▶ _What the exercise asks_
Count the lines in the data below that contain the string "shirt", and give only that number.

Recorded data
______________________________
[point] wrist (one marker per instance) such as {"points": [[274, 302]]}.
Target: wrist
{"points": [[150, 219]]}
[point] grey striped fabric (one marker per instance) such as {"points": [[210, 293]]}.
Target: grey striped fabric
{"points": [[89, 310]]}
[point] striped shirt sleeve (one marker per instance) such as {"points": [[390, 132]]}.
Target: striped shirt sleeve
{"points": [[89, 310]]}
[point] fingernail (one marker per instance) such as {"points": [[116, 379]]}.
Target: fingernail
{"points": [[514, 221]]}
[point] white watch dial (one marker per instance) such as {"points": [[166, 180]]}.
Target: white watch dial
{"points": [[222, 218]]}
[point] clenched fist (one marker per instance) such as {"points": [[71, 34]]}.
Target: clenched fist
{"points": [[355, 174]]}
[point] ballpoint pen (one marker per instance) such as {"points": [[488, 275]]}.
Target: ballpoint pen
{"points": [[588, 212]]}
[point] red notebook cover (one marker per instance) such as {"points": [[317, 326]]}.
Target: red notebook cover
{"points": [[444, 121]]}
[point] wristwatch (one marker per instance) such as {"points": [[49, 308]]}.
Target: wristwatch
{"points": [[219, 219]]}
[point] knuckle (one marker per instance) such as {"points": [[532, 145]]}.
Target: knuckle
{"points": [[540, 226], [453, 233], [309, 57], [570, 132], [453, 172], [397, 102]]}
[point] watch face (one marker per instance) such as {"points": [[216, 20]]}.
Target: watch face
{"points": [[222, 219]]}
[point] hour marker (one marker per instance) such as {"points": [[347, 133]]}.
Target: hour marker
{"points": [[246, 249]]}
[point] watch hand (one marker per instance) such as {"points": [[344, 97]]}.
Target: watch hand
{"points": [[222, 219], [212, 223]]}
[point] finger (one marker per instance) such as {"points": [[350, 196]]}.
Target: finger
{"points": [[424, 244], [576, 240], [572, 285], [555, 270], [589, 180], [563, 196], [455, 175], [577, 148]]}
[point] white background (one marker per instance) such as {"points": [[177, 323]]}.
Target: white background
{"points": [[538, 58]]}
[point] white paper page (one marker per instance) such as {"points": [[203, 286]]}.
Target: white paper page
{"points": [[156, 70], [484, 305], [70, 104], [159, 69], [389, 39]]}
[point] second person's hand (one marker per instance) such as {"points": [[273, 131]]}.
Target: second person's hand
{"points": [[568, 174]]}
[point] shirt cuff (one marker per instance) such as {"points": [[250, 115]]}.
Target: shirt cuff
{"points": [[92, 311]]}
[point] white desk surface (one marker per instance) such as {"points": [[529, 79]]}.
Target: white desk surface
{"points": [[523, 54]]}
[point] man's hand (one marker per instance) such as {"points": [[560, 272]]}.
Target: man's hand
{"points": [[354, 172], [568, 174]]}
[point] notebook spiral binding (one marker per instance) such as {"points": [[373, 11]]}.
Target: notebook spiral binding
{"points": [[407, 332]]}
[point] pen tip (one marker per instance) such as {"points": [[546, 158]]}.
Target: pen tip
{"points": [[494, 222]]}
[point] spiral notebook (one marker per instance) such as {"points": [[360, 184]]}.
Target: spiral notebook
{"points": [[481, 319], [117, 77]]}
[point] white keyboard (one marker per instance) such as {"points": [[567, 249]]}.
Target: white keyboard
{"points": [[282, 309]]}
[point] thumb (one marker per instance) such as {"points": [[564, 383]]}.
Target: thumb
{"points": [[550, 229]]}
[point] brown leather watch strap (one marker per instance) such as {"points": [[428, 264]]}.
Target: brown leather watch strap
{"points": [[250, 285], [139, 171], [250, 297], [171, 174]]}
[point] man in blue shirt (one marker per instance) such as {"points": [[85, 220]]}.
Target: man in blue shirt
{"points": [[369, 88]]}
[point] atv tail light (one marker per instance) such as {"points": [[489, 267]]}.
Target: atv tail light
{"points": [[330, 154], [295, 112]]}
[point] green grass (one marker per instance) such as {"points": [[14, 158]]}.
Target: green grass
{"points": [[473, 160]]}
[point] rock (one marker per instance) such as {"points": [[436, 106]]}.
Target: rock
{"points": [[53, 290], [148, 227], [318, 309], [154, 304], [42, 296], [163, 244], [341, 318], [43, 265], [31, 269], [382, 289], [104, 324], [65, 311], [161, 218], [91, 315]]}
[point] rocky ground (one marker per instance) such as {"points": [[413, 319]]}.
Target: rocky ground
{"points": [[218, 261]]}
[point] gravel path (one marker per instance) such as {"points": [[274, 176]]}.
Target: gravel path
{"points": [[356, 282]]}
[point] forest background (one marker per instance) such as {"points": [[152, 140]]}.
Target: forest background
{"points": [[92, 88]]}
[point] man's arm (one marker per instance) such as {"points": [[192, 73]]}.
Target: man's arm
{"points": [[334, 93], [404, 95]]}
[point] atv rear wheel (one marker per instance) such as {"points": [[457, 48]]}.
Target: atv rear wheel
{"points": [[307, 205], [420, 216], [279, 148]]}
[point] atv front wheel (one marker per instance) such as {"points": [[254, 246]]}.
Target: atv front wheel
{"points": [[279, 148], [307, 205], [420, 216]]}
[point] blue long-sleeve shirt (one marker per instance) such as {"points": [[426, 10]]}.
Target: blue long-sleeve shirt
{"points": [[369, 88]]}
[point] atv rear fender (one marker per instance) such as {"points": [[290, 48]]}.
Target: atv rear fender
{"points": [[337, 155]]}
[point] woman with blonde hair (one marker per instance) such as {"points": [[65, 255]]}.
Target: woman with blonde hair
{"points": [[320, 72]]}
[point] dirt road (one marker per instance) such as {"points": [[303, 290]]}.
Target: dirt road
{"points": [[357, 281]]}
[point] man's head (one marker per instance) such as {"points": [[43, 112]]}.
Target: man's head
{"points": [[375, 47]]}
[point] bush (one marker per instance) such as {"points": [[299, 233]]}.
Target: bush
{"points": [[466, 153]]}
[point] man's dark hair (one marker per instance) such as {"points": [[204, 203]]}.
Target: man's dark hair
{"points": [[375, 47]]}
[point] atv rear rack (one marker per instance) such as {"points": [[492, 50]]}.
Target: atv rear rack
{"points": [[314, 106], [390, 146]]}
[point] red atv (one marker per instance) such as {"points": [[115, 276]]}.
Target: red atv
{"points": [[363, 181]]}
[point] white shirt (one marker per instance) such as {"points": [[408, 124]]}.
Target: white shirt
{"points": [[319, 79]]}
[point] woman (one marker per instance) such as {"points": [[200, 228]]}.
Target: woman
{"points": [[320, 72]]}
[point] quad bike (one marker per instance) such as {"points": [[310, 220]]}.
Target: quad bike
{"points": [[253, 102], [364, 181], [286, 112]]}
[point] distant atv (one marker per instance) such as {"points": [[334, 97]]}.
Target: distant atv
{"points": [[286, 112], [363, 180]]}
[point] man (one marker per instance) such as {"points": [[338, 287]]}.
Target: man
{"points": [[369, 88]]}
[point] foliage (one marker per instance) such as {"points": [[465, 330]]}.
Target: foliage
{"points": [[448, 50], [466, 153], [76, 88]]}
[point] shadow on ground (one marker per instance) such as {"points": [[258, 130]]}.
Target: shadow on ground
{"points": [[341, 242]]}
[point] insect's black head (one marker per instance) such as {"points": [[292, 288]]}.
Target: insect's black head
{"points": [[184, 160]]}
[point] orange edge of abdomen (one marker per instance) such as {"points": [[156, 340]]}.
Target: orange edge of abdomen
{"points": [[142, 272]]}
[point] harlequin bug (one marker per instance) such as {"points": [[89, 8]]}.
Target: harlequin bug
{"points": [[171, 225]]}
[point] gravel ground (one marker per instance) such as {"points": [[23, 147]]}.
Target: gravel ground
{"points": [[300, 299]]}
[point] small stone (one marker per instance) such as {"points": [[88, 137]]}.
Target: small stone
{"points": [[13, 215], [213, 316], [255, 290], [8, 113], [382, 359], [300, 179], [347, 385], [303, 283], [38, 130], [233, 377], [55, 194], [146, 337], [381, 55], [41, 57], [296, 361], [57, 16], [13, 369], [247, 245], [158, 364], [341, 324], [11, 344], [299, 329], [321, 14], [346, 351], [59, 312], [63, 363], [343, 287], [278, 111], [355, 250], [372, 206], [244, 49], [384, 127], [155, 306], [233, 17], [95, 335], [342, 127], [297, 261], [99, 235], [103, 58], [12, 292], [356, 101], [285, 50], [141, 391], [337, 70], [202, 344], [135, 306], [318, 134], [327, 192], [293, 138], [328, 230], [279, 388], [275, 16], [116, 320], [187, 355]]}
______________________________
▶ _Complete answer_
10